**WHAT TO WORK ON**
a: Summarize the excerpt on Canada's democratic movement in two sentences.
b: Please extract from the excerpt on Canada's democratic movement, word for word, the part that opens with the words containing "These and other" and closes with "conscious, organized character.".

**EXCERPT**
◇ ◇ ◇ ◇

It arises in the fight for peace and to call a halt to U.S. control of Canada’s foreign policy.

It crystallizes in demands for the supremacy of Parliament, a Bill of Rights, a new Constitution, a Canadian flag, and against racial and national discrimination.

The fight for the economic, political and social equality of Canadian women, set down in legislation providing equal pay for equal work without discrimination, maternity benefits, equal opportunity for education and choice of profession and the protection of the family and the home, is a powerful force for people’s unity.

Canadian young people’s urgent needs for new horizons, educational and job opportunities and freedom from the threat of war and conscription, bring them actively into the people’s movement.

The demand for wide popular participation and high professional achievement in Canadian art, science and sport, rises to oppose the degenerate war culture of U.S. imperialism. Artists and scientists are beginning to help to create among Canadians an image of themselves as a democratic, peace-loving people with a proud heritage and a glowing future. The struggle for independence from U.S. domination transforms the rich cultural heritage of the Canadian people into fully conscious French Canadian and English speaking cultures. Various national groups of many lands and origins are making their own special contributions to the development of democratic culture in Canada. At the same time they combine their rich national traditions with the Canadian democratic heritage. The maximum development of Canadian culture demands that the national groups possess equal rights to cultural expression in order to cultivate their heritage and to contribute freely to the Canadian tradition.

The fight for full equality for the Indian and Arctic peoples, who have been so wantonly despoiled by the exploiters, is being taken up by Canadian democracy. The possession of tribal lands and hunting and fishing rights, material aid for the growth of the economic life and culture, the abolition of all forms of discrimination and the hateful “government ward” and reservation system – are all part of the Canadian struggle for democracy and justice.



These and other democratic proposals and demands are uniting the Canadian people of all opinions. Workers, farmers, urban middle classes, intellectuals, professionals, cultural workers, the patriotic masses of French Canada, trade unionists, sections of the capitalists who are being ruined by the U.S. trusts, parties formed around regional or sectional interests and middle-class political groups formed to oppose monopoly – not a single Canadian can avoid taking a stand on these democratic national issues.

The people’s movements will more and more assume a conscious, organized character.

The two-party monopoly of Parliament fostered by the capitalist class is in conflict with the rise of democratic forces called forth by the crisis of national policy.

◇ ◇ ◇ ◇

**RECORDED DATA**
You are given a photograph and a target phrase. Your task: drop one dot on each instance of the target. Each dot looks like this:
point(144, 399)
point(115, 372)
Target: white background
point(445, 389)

◇ ◇ ◇ ◇

**FULL SOLUTIONS**
a: The excerpt describes demands that arise in the fight for peace and against U.S. control of Canada's foreign policy, including the supremacy of Parliament, a Bill of Rights, equality for Canadian women, new opportunities for young people, a democratic Canadian culture, and full equality for the Indian and Arctic peoples. It states that these demands are uniting Canadians of all opinions, that the people's movements will become more conscious and organized, and that the two-party monopoly of Parliament conflicts with the rise of democratic forces.

b:
These and other democratic proposals and demands are uniting the Canadian people of all opinions. Workers, farmers, urban middle classes, intellectuals, professionals, cultural workers, the patriotic masses of French Canada, trade unionists, sections of the capitalists who are being ruined by the U.S. trusts, parties formed around regional or sectional interests and middle-class political groups formed to oppose monopoly – not a single Canadian can avoid taking a stand on these democratic national issues.

The people’s movements will more and more assume a conscious, organized character.